▶ **Conjunto de tarefas**:
**1.** No texto sobre os fariseus, qual é o sentido etimológico do termo "fariseus"?
**2.** Dê sequência ao texto sobre os fariseus a partir do ponto em que ele termina.

▶ **Trecho citado**:
────

Fato notório nos evangelhos são as duras críticas que Jesus
proferia contra um grupo de judeus que se vangloriava de cumprir a Torá (lei
escrita) e seguir a tradição oral, considerando-se, por isso mesmo, fariseus,
isto é, “separados”, “santos”, conforme o sentido etimológico do termo. Mas por
que o farisaísmo era tão criticado pelo fundador do Cristianismo? Devia-se isso
à condenação do comportamento presunçoso? O pecado dos fariseus consistia no
orgulho de serem fiéis aos preceitos do Judaísmo? Seu erro se resumia ao fato
de serem judeus ortodoxos e de se envaidecerem por esse motivo? Evidentemente
que esse é um sentimento condenado de antemão na Bíblia. Foi a presunção de
Lúcifer, segundo as Escrituras, que o fez desviar-se da luz e alcançar as
trevas absolutas. O pecado dos fariseus, à primeira vista, parece ter sido
exatamente o mesmo: verem-se como seres dotados de perfeição, o que equivale a
perceberem-se como Deus. No entanto, se
esse pecado foi cometido, Jesus deixa claro que o problema é ainda mais
embaixo: “Ai de vós, escribas e fariseus, hipócritas!

────

(Registros de pontos rotulados)

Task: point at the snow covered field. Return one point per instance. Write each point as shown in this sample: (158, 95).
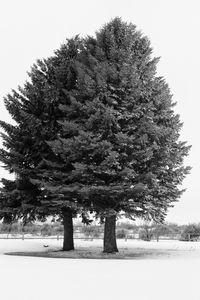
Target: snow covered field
(173, 275)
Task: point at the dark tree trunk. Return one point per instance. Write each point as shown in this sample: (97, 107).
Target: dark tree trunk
(110, 243)
(68, 243)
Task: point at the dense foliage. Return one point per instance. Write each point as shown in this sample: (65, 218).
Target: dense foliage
(95, 131)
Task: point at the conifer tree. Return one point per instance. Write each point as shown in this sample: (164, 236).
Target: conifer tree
(126, 152)
(35, 110)
(105, 138)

────

▶ **Respostas do exercício**:
**1.** O termo significa "separados" ou "santos".

**2.**
Pois que sois semelhantes aos sepulcros caiados, que por fora parecem formosos, mas interiormente estão cheios de ossos de mortos e de
toda imundícia. Assim, também vós exteriormente pareceis justos aos
homens, mas interiormente estais cheios de hipocrisia
e de iniqüidade.” (Mt 23:27-28, grifo meu). Como se vê, os fariseus são criticados
por sua hipocrisia! Eles apenas aparentam ser justos, mas, na verdade, não
chegam a cumprir a lei. São iníquos. Qualquer semelhança com os modernos
movimentos políticos de esquerda não é mera coincidência. E é isso que Rodrigo
Constantino procura deixar claro em seu Esquerda
caviar, publicado pela editora Record.
De início, Constantino esclarece a ironia por trás da
expressão “esquerda caviar”. Trata-se de uma militância política que se
sustenta no discurso em prol de um mundo mais justo e igualitário, mas que, na
prática, constrói sua justiça e sua igualdade no diapasão da Revolução dos bichos, de Orwell. Nessa
famosa distopia, o mundo mais justo se converte em um mundo de mais opressão e
a sociedade igualitária se traduz na ideia de que alguns são mais iguais que os
outros. Ou seja, prega-se o comunismo para os outros ao mesmo tempo em que não
se revela disposição para abrir mão do conforto que somente o capitalismo pode
proporcionar. A expressão tem similares em outras línguas, como “radical chic”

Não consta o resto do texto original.